*Exercise requirements*: Please resume the news passage on saturated fat and heart disease risk, picking up after its final sentence.

*Quoted passage*:
== Segment start ==
But in the new analysis, which combined the results of 21 previous studies, researchers found no clear evidence that higher saturated fat intakes led to higher risks of heart disease or stroke.
The findings, published in the American Journal of Clinical Nutrition, may sound like good news for steak lovers, but a past AHA president cautioned against "over interpreting" the results.
"No one is saying that some saturated fat is going to harm you...people should enjoy their food," said Dr. Robert H. Eckel, a professor of medicine at the University of Colorado School of Medicine in Denver.
But, he pointed out, many studies have shown that dietary saturated fat can raise people's cholesterol, and the new analysis is not going to change recommendations to keep saturated fat intake in check.
Perhaps more importantly, though, Eckel said that the thinking on diet and heart health is moving away from a focus on single nutrients and toward "dietary patterns."
A number of studies have linked the so-called Western diet to greater heart disease risks; that diet pattern is defined as one high in red and processed meats and saturated fats — but also high in sweets and other refined carbohydrates like white bread.
On the other hand, diets described as Mediterranean or "prudent" — generally high in fruits and vegetables, whole grains, fish, unsaturated fats from vegetable oil — may help lower the risk of heart disease and stroke.
It's that type of eating pattern that people should strive for, Eckel said.
For the current study, researchers led by Dr. Ronald M. Krauss, of the Children's Hospital Oakland Research Center in California, pooled data from 21 studies that included a total of nearly 348,000 adults.
== Segment end ==
*Given information*:
== Segment start ==
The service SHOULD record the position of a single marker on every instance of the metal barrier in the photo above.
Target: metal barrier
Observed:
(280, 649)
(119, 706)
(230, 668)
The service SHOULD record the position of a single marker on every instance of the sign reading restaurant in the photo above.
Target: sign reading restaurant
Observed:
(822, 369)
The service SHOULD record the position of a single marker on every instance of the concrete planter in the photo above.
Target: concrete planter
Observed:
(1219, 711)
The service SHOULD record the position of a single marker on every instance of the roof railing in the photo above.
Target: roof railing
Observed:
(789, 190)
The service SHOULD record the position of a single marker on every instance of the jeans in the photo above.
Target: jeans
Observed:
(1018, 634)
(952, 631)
== Segment end ==
== Segment start ==
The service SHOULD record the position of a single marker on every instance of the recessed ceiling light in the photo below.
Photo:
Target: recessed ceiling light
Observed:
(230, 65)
== Segment end ==
*Task result*:
Participants, who were generally healthy to start, were surveyed about their diet habits and then followed for anywhere from five to 23 years. Over that time, 11,000 developed heart disease or suffered a stroke.
Overall, Krauss and his colleagues found, there was no difference in the risks of heart disease and stroke between people with the lowest and highest intakes of saturated fat.
The analysis included what are known as epidemiological studies — where the researchers looked for associations between people's reported diet habits and their risk of heart disease and stroke. These types of studies have inherent limitations, like depending on people's recollection of their eating habits.
In addition, the study could not address whether saturated fat intake has different effects on heart disease and stroke risk for different age groups. Nor could it look at the effects of replacing saturated fat in the diet with polyunsaturated fats — like those found in vegetable oils and fish — or with carbohydrates.
Some other studies, the researchers write, have shown that consuming polyunsaturated fats in place of saturated ones may lower heart disease risk.